HOW TO COMPLETE THIS TASK:
The entire listing below needs to be transcribed word for word.

EXCERPTED DATA:
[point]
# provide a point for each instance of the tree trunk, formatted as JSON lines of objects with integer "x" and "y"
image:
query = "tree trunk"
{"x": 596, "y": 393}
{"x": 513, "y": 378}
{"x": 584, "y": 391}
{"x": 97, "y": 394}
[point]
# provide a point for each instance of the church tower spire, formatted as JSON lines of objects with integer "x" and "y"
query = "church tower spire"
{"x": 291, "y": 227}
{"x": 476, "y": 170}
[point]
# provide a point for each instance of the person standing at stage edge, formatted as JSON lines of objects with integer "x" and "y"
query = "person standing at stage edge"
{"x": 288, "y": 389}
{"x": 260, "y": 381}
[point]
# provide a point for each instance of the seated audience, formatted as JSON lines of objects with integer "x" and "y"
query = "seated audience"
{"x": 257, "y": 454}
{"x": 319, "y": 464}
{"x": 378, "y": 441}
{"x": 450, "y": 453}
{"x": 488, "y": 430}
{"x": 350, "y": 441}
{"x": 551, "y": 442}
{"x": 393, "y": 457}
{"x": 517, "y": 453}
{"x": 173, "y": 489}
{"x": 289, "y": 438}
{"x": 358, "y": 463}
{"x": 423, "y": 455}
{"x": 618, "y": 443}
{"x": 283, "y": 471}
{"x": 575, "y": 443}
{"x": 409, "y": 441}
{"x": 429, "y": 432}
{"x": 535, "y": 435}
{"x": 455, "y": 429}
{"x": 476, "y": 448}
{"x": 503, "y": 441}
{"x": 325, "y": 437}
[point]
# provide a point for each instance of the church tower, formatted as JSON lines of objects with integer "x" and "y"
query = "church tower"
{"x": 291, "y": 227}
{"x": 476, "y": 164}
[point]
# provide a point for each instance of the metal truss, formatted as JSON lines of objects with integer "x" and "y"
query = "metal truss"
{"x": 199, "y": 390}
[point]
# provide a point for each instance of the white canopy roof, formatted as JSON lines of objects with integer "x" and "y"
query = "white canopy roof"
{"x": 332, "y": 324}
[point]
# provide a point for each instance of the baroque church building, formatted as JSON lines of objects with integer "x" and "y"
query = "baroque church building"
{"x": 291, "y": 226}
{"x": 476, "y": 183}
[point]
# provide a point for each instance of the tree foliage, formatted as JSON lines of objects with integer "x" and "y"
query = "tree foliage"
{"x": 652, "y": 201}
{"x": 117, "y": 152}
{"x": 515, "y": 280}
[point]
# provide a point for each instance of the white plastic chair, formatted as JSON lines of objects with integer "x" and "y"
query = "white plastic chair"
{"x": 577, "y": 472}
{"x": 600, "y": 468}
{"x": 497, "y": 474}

RESULT:
[point]
# provide a point for each instance of the tree trunk, formatted as JSON lines of objects with integer "x" and "y"
image:
query = "tree trunk"
{"x": 596, "y": 393}
{"x": 513, "y": 378}
{"x": 584, "y": 391}
{"x": 97, "y": 394}
[point]
# provide a point for each instance of the church tower spire, formatted as JSON lines of objects with integer "x" and "y"
query = "church tower spire"
{"x": 291, "y": 227}
{"x": 476, "y": 170}
[point]
# provide a point for each instance of the person standing at stage edge, formatted as JSON lines of objects with integer "x" and "y"
query = "person standing at stage edge"
{"x": 288, "y": 389}
{"x": 260, "y": 381}
[point]
# provide a point for each instance of the seated audience, formatted as JSON lines of objects with integer "x" and "y"
query = "seated audience"
{"x": 257, "y": 454}
{"x": 319, "y": 464}
{"x": 378, "y": 441}
{"x": 450, "y": 453}
{"x": 488, "y": 430}
{"x": 350, "y": 441}
{"x": 551, "y": 442}
{"x": 393, "y": 457}
{"x": 517, "y": 453}
{"x": 173, "y": 489}
{"x": 289, "y": 438}
{"x": 358, "y": 463}
{"x": 423, "y": 455}
{"x": 618, "y": 443}
{"x": 283, "y": 471}
{"x": 575, "y": 443}
{"x": 409, "y": 441}
{"x": 429, "y": 432}
{"x": 535, "y": 435}
{"x": 455, "y": 429}
{"x": 476, "y": 448}
{"x": 503, "y": 441}
{"x": 325, "y": 437}
[point]
# provide a point for each instance of the church tower, formatted as JSON lines of objects with integer "x" and "y"
query = "church tower"
{"x": 291, "y": 227}
{"x": 476, "y": 164}
[point]
# provide a point for each instance of the metal truss, formatted as JSON lines of objects with integer "x" and "y"
query = "metal truss"
{"x": 199, "y": 390}
[point]
# provide a point for each instance of the white canopy roof, formatted as JSON lines of objects with integer "x" and "y"
query = "white canopy roof"
{"x": 332, "y": 324}
[point]
# provide a point for each instance of the baroque church building, formatted as JSON lines of objects with integer "x" and "y"
query = "baroque church building"
{"x": 291, "y": 226}
{"x": 476, "y": 183}
[point]
# provide a point for each instance of the tree foliage, formatted as JSON lines of objects with integer "x" and "y"
query = "tree foliage"
{"x": 652, "y": 201}
{"x": 117, "y": 152}
{"x": 515, "y": 280}
[point]
# provide a point for each instance of the white plastic chair, formatted as JSON lines of objects with integer "x" and "y"
query = "white plastic chair"
{"x": 577, "y": 472}
{"x": 600, "y": 468}
{"x": 497, "y": 474}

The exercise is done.